Cette jeunesse combattante, qui avait placé son espoir dans le mouvement des patriotes et son leader qui pour eux, incarnait « l’anti système », assiste maintenant ébahie et presque incrédule, à la sanglante répression que l’ordre impérialiste inflige, par procuration, aux peuples en lutte à chaque velléité de rupture contre l’injuste système néocolonial, afin de neutraliser par la peur, et pour longtemps encore, tout projet de libération.
Pourtant, la répression des forces dites de gauche, la dissolution de partis politiques, les emprisonnements et l’élimination de dissidents ne sont pas des phénomènes nouveaux dans ce pays, considéré par certains comme « un modèle de démocratie ».
L’une des faiblesses de nos mouvements politiques, ne réside-t-elle pas dans leur incapacité à inscrire dans la durée le combat contre les forces oppressives, à garder vivace la flamme de la résistance, faute de ne pas tirer suffisamment profit des enseignements de l’histoire politique de nos pays ?
En quoi la neutralisation de personnalités politiques prônant un système de gouvernance alternatif, comme feu Mamadou Dia, la répression des mouvements anticolonialistes, le démantèlement de certains partis, entre autres, ont-ils permis d’anticiper sur celles en cours ?
Quelles sont les forces sociales qui, à l’époque, avaient participé de façon active ou s’étaient faites par leur indifférence les complices de cette répression ?
Ne sont-elles pas les mêmes qui aujourd’hui s’opposent à la rupture d’avec le statu quo néocolonial ?
Il s’agit de mieux comprendre les conditions de la lutte sociale, les dynamiques sociales, les enjeux du monde dans lequel nous vivons, afin de pouvoir mobiliser les forces endogènes au service d’un véritable projet de transformation de notre société.
L’absence d’une solide compréhension de la culture et la sociologie de notre société, de ses structures de pouvoir, le refus obstiné de définir nos stratégies de luttes et modes d’organisation par nous-mêmes, ne serait pas étrangère à cette situation.
Nous ne disposons pas d’une doctrine politico-idéologique résolument tournée vers l’indépendance, réfractaire à toute sorte de domination, qui telle une « idée-force » traverserait les régimes politiques, dépasserait les affiliations partisanes ethniques ou religieuses, et constituerait l’armature de nos politiques publiques ; qui constituerait la réponse à la doctrine coloniale occidentale qui traverse depuis des siècles, opère selon la même logique oppressive, de pillage et d’exploitation, en procédant à quelques superficiels ajustements.

####################

- [Consignes]:
(1) Dans la sélection, relevez les phénomènes que la phrase commençant par « Pourtant, la répression » présente comme n'étant pas nouveaux.
(2) Comptez les lignes des enregistrements où figure la chaîne « cloud ». Indiquez uniquement le nombre.
La sélection et les enregistrements n'ont aucun lien entre eux.

- [Extraits d'enregistrements]:
####################

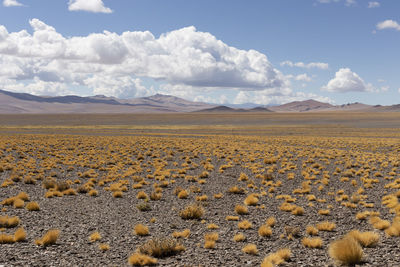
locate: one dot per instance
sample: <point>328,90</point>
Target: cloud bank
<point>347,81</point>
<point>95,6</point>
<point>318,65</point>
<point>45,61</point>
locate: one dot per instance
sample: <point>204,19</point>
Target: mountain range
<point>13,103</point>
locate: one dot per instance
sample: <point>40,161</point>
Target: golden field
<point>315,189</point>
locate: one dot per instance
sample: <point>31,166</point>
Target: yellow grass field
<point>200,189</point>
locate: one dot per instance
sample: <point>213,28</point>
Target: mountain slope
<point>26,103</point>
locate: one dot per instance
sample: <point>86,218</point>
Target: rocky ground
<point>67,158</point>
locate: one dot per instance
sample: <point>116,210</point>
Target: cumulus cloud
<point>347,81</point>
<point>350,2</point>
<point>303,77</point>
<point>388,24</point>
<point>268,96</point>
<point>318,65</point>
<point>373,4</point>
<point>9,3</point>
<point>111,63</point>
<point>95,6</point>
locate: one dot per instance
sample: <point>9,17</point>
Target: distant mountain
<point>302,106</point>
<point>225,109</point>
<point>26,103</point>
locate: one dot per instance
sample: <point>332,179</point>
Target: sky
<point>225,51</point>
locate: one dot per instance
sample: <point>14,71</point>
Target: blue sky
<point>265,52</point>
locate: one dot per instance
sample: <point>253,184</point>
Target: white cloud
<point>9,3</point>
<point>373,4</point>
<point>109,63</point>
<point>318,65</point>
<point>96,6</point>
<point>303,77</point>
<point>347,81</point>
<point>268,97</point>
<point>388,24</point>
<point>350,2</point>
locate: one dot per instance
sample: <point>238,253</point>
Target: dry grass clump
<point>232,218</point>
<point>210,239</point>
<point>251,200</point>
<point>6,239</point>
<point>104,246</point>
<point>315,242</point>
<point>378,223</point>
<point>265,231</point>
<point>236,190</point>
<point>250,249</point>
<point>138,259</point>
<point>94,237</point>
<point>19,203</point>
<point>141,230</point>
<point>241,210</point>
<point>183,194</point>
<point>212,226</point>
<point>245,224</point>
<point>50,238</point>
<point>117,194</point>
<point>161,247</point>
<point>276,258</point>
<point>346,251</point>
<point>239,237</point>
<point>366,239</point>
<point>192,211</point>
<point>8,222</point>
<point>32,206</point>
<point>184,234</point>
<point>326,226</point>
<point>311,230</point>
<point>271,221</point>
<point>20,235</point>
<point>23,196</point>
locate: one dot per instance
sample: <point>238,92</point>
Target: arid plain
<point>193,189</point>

####################

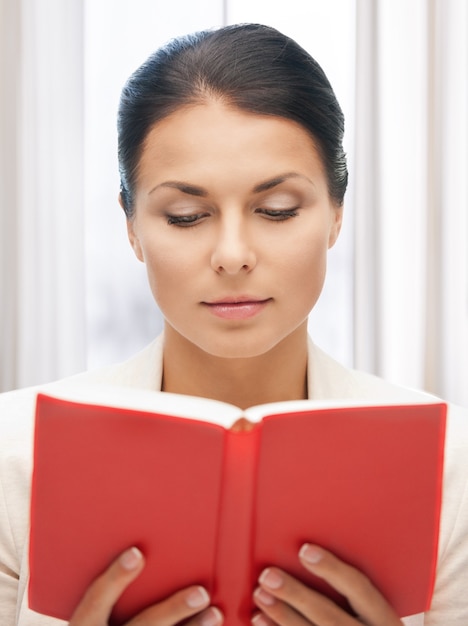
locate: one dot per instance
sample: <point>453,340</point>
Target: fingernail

####################

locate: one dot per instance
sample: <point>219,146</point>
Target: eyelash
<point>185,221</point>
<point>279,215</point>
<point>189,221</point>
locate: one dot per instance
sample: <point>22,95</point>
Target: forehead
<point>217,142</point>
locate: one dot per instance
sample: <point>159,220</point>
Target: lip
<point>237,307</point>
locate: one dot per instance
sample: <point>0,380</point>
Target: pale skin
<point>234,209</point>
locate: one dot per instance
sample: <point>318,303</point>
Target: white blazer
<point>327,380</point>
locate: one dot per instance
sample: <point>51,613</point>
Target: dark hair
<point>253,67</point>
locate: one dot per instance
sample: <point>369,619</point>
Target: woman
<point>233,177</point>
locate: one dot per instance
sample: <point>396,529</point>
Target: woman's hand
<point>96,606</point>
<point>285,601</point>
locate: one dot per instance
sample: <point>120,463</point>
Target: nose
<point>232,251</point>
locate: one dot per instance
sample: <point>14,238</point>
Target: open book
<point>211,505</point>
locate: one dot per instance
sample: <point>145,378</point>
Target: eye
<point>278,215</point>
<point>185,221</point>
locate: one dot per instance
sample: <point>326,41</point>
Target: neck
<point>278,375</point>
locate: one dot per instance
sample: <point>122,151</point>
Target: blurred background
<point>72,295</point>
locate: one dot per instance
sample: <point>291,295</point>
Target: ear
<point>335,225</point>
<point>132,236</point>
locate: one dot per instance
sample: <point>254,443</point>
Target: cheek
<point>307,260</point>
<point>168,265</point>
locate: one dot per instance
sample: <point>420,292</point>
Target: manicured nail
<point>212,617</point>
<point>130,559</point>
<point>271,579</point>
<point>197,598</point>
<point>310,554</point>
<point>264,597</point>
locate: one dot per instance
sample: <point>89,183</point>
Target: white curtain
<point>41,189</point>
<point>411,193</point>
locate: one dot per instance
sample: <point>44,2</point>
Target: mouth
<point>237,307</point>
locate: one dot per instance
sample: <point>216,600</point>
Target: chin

####################

- [Résultats des consignes]:
(1)
- la répression des forces dites de gauche
- la dissolution de partis politiques
- les emprisonnements
- l'élimination de dissidents

(2) 3